## Sumber
※

Sabtu, 07 April 2012

[translate] THE HYDE BOOK - ABILITY

Terjemahan awal: Bahasa Jepang ke Inggris oleh Risa (L'Arc-en-Ciel UK Street Team)
Terjemahan dari Bahasa Inggris ke Indonesia oleh Vie
Dilarang share ke luar grup tanpa menyebutkan credit (nerjemahinnya cape tau :p)
Enjoy this fabulous essay by the amazing man, HYDE.
Silakan diresapi...

Bab 1. Ability (Kemampuan)

Aku mengagumi orang-orang jenius. Ada saat-saat dimana aku berpikir bahwa aku tak punya bakat sebagai musisi, dan aku bermain gitar dengan membabi buta sampai membuat senarnya putus, atau berteriak di tengah malam karena stres tak menemukan melodi yang kuciptakan dalam kepalaku. Kejadian-kejadian itu selalu muncul selama masa-masa mengarang lagu – aku tak tahu apakah ada saat-saat dimana aku merasa menikmati masa-masa itu. Dalam kurun waktu yang terbatas itu, aku merasa stres, bingung sendiri, mengantuk, iri terhadap bakat orang lain, dan mengulangi siklus hapus-dan-tambah detail untuk lagu-lagu yang kubuat, seperti patung tanah liat yang belum jadi. Aku butuh lebih banyak waktu dibanding pencipta lagu lainnya. Aku mengaransemen ulang, lagi dan lagi, menghabiskan berminggu-minggu untuk itu, dan akhirnya menemukan melodi yang kucari di dalam benakku. Laguku menjadi utuh. Aku menjadi pendengar pertama laguku sendiri. Dan ketika kupikir lagu itu sangat indah, aku berpikir bahwa diriku sedikit jenius.

※

## Cuplikan Data
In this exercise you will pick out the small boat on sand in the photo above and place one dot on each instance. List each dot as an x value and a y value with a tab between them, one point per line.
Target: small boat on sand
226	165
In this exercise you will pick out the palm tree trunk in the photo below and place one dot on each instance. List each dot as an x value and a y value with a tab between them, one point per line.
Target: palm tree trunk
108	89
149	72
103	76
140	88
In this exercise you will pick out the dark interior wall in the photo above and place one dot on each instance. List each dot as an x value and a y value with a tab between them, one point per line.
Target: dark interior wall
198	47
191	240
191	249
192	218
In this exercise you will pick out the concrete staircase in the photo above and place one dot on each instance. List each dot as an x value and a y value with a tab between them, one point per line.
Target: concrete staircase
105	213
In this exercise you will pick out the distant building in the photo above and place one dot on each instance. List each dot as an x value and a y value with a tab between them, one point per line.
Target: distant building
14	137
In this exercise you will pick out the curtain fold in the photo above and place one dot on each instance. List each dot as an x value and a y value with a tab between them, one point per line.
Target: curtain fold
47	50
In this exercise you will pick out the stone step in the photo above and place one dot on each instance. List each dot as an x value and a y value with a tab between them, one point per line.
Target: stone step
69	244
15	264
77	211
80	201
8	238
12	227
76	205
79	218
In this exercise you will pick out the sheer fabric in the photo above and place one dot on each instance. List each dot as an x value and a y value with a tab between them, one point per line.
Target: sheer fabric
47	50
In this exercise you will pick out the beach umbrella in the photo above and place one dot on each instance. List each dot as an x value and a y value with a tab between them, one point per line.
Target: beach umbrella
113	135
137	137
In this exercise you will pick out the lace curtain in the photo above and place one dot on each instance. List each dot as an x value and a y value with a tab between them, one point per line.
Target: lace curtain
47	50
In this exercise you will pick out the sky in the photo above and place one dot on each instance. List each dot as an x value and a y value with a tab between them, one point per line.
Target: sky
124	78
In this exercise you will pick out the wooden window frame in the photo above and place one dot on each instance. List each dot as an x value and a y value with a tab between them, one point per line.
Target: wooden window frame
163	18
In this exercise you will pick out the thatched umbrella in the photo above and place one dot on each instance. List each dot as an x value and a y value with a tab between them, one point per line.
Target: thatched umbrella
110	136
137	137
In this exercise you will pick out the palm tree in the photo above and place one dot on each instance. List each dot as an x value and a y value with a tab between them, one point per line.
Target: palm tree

※

## Yang Dikerjakan
(a) Menurut esai tentang kemampuan bermusik itu, berapa lama penulis menghabiskan waktu untuk mengaransemen ulang lagunya?
(b) Teruskan esai tentang kemampuan bermusik itu, mulai setelah kalimat terakhirnya.

## Jawaban Tiap Tugas
(a) Berminggu-minggu.

(b)
Pada umumnya, aku merasa menciptakan sesuatu yang baru adalah menambah atau menggabungkan hal-hal yang berbeda. Misalnya, kamu tentu tidak berpikir untuk menggabungkan cumi-cumi dan TV kan? (LOL). Tapi kenyataannya, hal itu mengarahkan ke terciptanya LCD (catatan: liquid crystal dalam LCD dibuat dari kolesterol cumi-cumi). Seperti itu, aku pikir penambahan banyak hal bisa menjadikan sesuatu yang baru. Biasanya orang akan melihat banyak hal dan tidak memikirkannya. Tapi kalau aku harus menyebutkan bakatku, kurasa aku bagus dalam memperhatikan dan menggabungkan.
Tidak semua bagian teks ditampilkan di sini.